**EXERCISE INSTRUCTIONS**
Rewrite the passage on press control from "In some parts" up to and including "Money is tidy.", putting "reporter" in place of "journalist".

**DOCUMENT EXTRACT**
◇ ◇ ◇

Tanzanian President Jakaya Kikwete surrounded by Cronyism, Incompetence, and Corruption; drawing by the well-known cartoonist Gado. Its publication in the East African in January 2015 led to the temporary banning of the newspaper from Tanzania and eventually to Gado’s dismissal from its sister newspaper, the Nation, published in Nairobi, Kenya, where he had worked since 1992.
Tanzanian President Jakaya Kikwete surrounded by Cronyism, Incompetence, and Corruption; drawing by the well-known cartoonist Gado. Its publication in the East African in January 2015 led to the temporary banning of the newspaper from Tanzania and eventually to Gado’s dismissal from its sister newspaper, the Nation, published in Nairobi, Kenya, where he had worked since 1992.

In some parts of the world, it is still possible to silence a journalist with a sharp blow to the side of the head. But as newspapers the world over struggle with the financial disruption of digital technologies, governments are finding new ways of controlling the press. Murder is messy. Money is tidy.

John Kituyi, a brave, persistent local newspaper editor in Kenya, was a victim of the old-fashioned method in April 2015, when the sixty-two-year-old from Eldoret in western Kenya was killed while preparing to publish the results of an investigation that could have embarrassed leading figures in Kenya’s national government. An assailant with a blunt object brought Kituyi’s life, the story, and the newspaper itself to a sudden end.

◇ ◇ ◇

**INPUT DATA**
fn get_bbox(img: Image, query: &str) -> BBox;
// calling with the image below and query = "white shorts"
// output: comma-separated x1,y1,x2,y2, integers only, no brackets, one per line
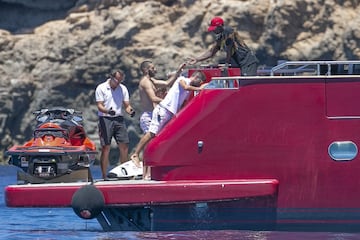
140,112,152,133
149,104,174,135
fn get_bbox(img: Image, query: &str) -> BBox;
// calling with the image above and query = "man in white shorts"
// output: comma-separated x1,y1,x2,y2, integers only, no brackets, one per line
131,60,185,167
95,70,135,179
131,71,206,179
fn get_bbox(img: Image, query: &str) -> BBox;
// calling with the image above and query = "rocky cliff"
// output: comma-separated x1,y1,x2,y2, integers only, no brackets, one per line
0,0,360,162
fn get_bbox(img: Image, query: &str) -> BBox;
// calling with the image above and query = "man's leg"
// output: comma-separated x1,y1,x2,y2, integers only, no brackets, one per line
130,132,154,166
118,143,129,164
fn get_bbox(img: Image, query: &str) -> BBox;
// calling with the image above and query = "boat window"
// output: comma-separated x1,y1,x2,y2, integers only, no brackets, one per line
205,79,239,89
328,141,358,161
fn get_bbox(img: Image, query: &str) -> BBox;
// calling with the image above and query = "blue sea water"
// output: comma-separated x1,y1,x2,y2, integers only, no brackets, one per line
0,165,360,240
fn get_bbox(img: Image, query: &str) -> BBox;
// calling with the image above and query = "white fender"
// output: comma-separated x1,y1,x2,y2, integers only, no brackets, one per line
108,160,143,178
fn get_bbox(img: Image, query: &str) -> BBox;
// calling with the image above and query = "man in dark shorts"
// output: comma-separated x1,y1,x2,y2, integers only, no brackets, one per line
95,70,135,179
189,17,259,76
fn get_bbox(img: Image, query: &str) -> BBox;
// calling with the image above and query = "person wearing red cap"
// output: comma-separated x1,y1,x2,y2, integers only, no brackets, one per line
189,17,259,76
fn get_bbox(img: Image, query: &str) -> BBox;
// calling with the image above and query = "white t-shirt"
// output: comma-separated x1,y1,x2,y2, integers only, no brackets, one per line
160,76,191,114
95,79,129,117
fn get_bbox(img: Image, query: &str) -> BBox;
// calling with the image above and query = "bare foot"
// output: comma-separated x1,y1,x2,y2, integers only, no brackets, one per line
130,154,141,168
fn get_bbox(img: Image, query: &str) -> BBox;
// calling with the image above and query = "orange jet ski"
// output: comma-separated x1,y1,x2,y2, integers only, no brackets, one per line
6,107,97,184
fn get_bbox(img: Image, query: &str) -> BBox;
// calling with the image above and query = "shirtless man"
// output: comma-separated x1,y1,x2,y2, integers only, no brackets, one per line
130,60,186,172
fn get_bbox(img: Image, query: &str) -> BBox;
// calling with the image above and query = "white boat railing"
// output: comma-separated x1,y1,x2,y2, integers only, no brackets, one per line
258,60,360,76
202,60,360,89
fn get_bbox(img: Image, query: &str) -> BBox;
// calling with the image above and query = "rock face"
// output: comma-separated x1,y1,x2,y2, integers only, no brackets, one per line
0,0,360,162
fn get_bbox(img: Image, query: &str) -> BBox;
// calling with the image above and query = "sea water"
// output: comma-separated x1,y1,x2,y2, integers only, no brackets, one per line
0,165,360,240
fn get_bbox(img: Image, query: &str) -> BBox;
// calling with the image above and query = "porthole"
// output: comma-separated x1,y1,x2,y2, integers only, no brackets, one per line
328,141,358,161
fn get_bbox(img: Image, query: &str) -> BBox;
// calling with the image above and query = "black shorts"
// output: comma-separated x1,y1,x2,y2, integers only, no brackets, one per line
98,116,129,146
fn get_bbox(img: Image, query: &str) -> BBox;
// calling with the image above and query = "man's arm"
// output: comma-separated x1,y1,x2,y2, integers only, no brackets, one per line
152,63,186,87
189,43,220,64
96,102,108,113
141,80,162,103
179,79,207,91
123,101,135,117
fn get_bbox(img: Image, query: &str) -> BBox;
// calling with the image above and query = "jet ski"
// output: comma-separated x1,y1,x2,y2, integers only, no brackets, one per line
6,107,97,184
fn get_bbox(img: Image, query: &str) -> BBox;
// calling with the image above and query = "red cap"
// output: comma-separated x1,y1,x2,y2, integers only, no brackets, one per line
208,17,224,32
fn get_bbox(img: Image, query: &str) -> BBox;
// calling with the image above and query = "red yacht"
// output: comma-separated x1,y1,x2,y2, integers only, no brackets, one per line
5,61,360,232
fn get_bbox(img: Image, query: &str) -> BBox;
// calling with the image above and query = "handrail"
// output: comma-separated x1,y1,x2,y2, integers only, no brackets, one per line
270,60,360,76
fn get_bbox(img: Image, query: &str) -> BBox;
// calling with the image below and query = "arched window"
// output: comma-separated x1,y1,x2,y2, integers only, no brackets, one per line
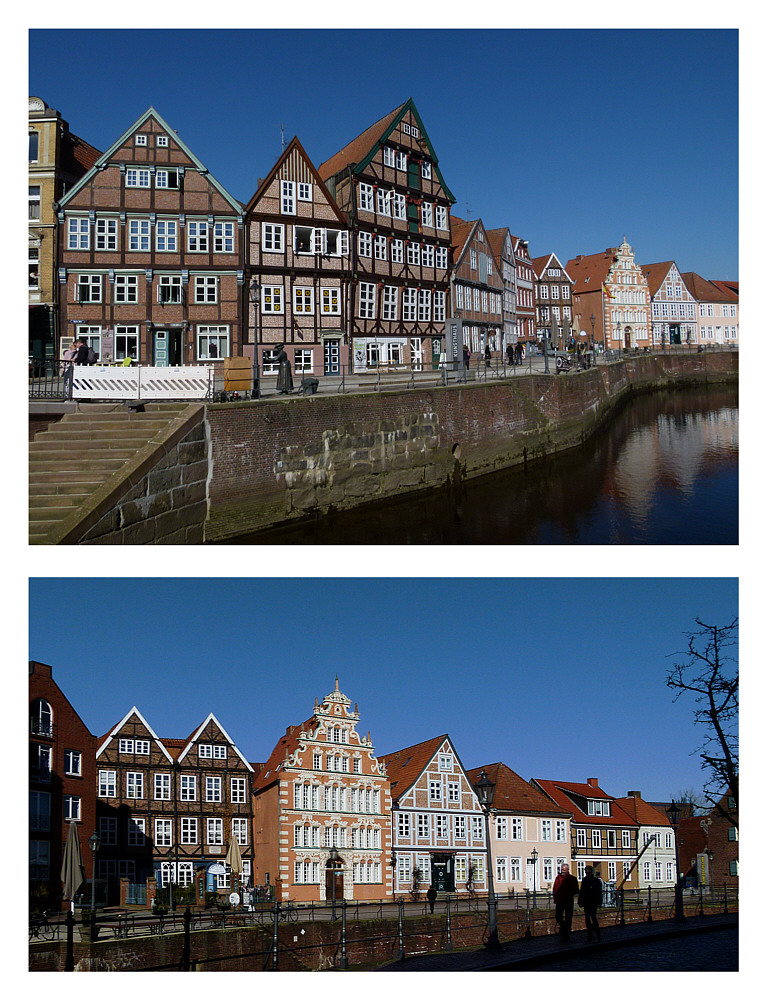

◇ ◇ ◇

**RESPONSE**
In some parts of the world, it is still possible to silence a reporter with a sharp blow to the side of the head. But as newspapers the world over struggle with the financial disruption of digital technologies, governments are finding new ways of controlling the press. Murder is messy. Money is tidy.